*** Text for analysis ***

My Lithuanian relatives who did not emigrate would have accepted his opener as a given. For decades after World War II they never, at the local postal exchange, accepted a letter or package from the United States. Tear open an envelope from America, and you could be hauled in, accused of a foreign plot. Frustrated in their efforts to arrest my grandfather, the postwar Soviet secret police (formerly the NKVD, now called the NKGB until the intelligence service arm that contained the police was renamed the Ministry for State Security or MGB in 1946) came nightly, with tragic consequences, to the house of Senelis’s brother Paul. For years they came: pounding on doors, screaming, dragging the whole family outside in their nightclothes. Chests of drawers were pulled out, the contents dumped, pictures ripped from walls. Dogs howled as the police tormented Paul, his wife, and their children in the rain and the snow and the late northern light of summer evenings. One such night, Senelis’s pregnant sister-in-law could not, as the police ordered her to, move quickly enough down an attic ladder. She fell beyond the arms of her husband. The child born after that fall, still childlike though she is grown, is cared for today by her older sister, Marytė, and is held close by her entire family. When I met her she half smiled, her face shining, though she did not, in my presence, speak.
MEMBERS
OF THE Lithuanian parliament sit in the first several rows. A few look at notes, others chat, a bit stiff, decorous.
Before the reading, Ruta Sepetys gives a brief introduction, complete with slide show, about the horrors of Stalin. There he is, the monster with the mustache. She’s singing to the choir, so to speak. People nod as she speaks. There are tears on some faces, tears of memory, I imagine—not of him, but of the ruin his dictates brought down on them. I don’t remember the slides that follow. Perhaps there are cattle cars. Perhaps there are faces of purge victims, returnees from Siberia, a pair of shoes made of a bit of timber, a diary scratched onto bark. At a certain point Ruta Sepetys’s large, lovely eyes brim over. How is it possible a system of criminality could inflict such pain upon a population? Babies thrown from trains. Families separated. She seems innocent to me, open. All this evil—and growing up, no one spoke to her about it!

*** End of Text for analysis ***
*** Extracted information ***

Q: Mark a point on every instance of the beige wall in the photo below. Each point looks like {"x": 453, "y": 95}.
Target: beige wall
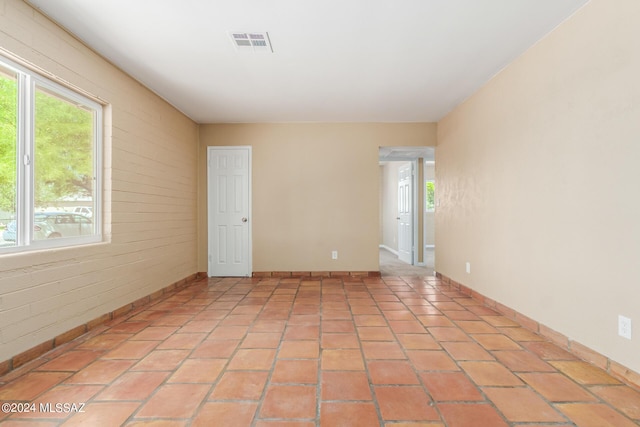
{"x": 315, "y": 189}
{"x": 429, "y": 217}
{"x": 537, "y": 177}
{"x": 150, "y": 198}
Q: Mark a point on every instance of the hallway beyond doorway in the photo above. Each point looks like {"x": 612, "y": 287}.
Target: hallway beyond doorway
{"x": 390, "y": 265}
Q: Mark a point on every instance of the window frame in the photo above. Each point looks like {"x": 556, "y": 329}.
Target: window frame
{"x": 28, "y": 82}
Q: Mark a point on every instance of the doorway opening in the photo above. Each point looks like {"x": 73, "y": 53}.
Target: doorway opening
{"x": 407, "y": 210}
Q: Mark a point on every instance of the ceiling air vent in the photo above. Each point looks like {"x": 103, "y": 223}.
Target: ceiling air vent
{"x": 255, "y": 42}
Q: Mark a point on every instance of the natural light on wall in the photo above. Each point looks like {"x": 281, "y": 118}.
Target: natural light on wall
{"x": 50, "y": 163}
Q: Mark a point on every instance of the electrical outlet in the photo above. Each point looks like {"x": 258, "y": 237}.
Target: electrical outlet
{"x": 624, "y": 327}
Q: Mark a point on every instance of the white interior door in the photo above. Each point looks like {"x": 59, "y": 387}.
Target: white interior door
{"x": 405, "y": 213}
{"x": 228, "y": 207}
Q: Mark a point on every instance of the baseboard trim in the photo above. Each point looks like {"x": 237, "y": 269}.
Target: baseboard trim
{"x": 579, "y": 350}
{"x": 314, "y": 274}
{"x": 42, "y": 348}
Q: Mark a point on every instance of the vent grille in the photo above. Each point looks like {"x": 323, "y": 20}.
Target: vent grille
{"x": 254, "y": 42}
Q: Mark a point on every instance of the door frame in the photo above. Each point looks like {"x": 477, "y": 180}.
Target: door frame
{"x": 408, "y": 201}
{"x": 210, "y": 150}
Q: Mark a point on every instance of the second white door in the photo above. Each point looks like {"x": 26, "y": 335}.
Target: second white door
{"x": 228, "y": 206}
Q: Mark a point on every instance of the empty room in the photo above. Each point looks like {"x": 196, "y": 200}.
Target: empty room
{"x": 339, "y": 213}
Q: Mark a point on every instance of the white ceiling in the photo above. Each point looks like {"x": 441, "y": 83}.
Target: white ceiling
{"x": 332, "y": 60}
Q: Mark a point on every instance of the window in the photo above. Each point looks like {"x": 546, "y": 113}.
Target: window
{"x": 50, "y": 163}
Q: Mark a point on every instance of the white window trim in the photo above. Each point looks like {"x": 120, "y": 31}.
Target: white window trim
{"x": 27, "y": 79}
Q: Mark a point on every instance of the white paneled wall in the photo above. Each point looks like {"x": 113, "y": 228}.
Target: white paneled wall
{"x": 150, "y": 207}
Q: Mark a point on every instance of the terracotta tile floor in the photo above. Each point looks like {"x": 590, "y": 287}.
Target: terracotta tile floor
{"x": 392, "y": 351}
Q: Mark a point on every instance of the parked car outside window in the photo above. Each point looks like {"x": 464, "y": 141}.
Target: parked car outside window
{"x": 51, "y": 225}
{"x": 84, "y": 210}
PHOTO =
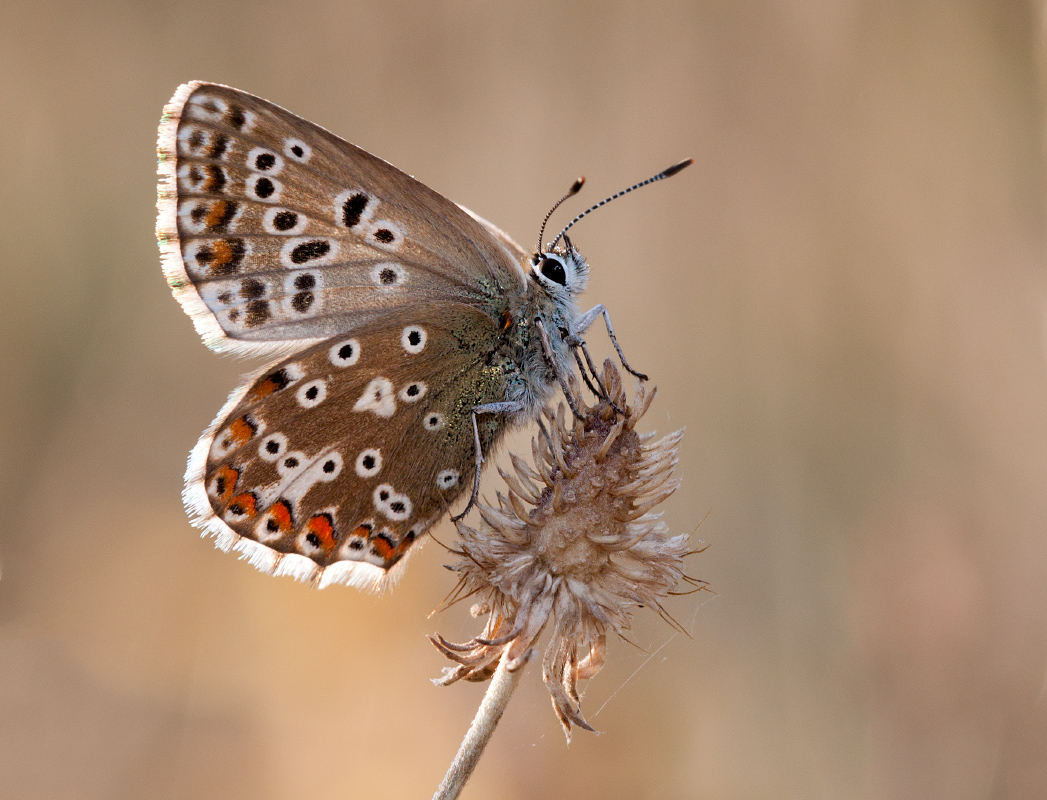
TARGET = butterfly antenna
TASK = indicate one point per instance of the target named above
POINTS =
(575, 189)
(661, 176)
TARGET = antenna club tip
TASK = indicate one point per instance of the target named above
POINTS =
(676, 168)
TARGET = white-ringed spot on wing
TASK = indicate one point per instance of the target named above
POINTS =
(214, 109)
(346, 353)
(204, 179)
(385, 235)
(306, 251)
(388, 274)
(291, 463)
(194, 140)
(263, 187)
(394, 506)
(272, 447)
(321, 469)
(329, 466)
(357, 538)
(353, 208)
(262, 159)
(414, 392)
(312, 394)
(207, 108)
(378, 398)
(414, 338)
(297, 150)
(284, 222)
(369, 463)
(448, 479)
(301, 292)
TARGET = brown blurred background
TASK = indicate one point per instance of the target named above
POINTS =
(843, 301)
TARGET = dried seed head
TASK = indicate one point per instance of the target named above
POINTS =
(573, 541)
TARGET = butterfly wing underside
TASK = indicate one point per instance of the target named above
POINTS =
(304, 470)
(276, 234)
(381, 297)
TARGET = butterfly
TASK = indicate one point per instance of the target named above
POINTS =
(408, 335)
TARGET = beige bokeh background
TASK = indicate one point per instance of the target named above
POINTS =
(843, 301)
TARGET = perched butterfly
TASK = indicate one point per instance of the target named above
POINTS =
(410, 333)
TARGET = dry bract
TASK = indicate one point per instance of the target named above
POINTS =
(573, 541)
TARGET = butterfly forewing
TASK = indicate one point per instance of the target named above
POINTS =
(348, 451)
(276, 232)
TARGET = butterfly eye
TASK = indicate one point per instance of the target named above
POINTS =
(553, 270)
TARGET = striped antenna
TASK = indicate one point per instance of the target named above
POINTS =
(661, 176)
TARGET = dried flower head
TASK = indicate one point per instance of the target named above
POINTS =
(574, 541)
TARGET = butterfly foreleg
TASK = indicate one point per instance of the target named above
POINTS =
(588, 317)
(504, 407)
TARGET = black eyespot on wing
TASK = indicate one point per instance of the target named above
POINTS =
(309, 250)
(353, 208)
(264, 187)
(251, 288)
(219, 148)
(285, 220)
(553, 270)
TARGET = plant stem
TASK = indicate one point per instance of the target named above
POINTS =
(480, 732)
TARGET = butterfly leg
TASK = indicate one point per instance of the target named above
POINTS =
(578, 343)
(589, 316)
(547, 350)
(506, 407)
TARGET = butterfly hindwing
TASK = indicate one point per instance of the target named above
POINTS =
(330, 464)
(276, 234)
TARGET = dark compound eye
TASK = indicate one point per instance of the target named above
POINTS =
(553, 270)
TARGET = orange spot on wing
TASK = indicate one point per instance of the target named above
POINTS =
(320, 526)
(225, 482)
(241, 430)
(245, 505)
(382, 547)
(281, 512)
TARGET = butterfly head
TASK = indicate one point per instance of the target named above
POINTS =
(561, 271)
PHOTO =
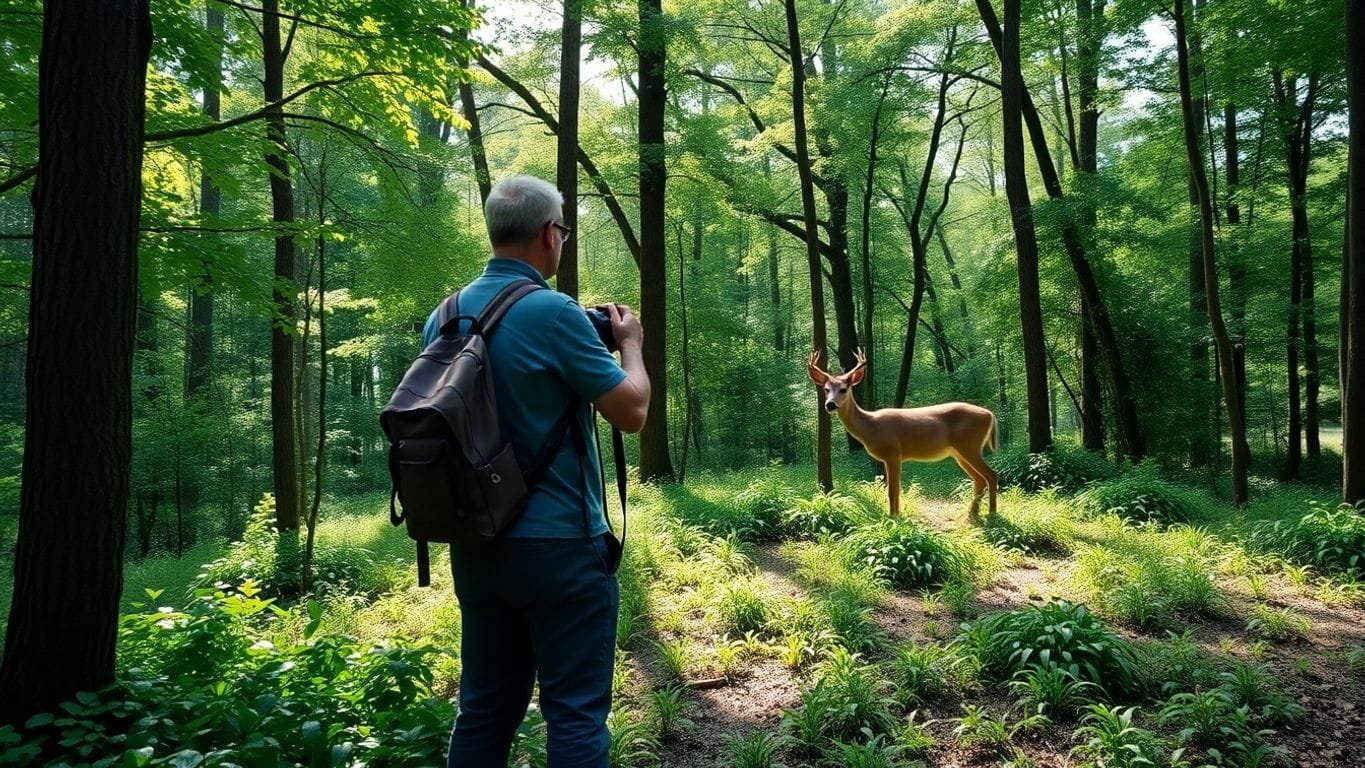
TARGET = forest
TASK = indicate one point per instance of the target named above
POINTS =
(1132, 229)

*** End of Extracted information ***

Activity: In the passage about the narrator's Lithuanian relatives, who cares for the child born after her mother's fall from the attic ladder? You can leave the records aside; nothing in them is needed.

Solution for this exercise: Her older sister, Marytė.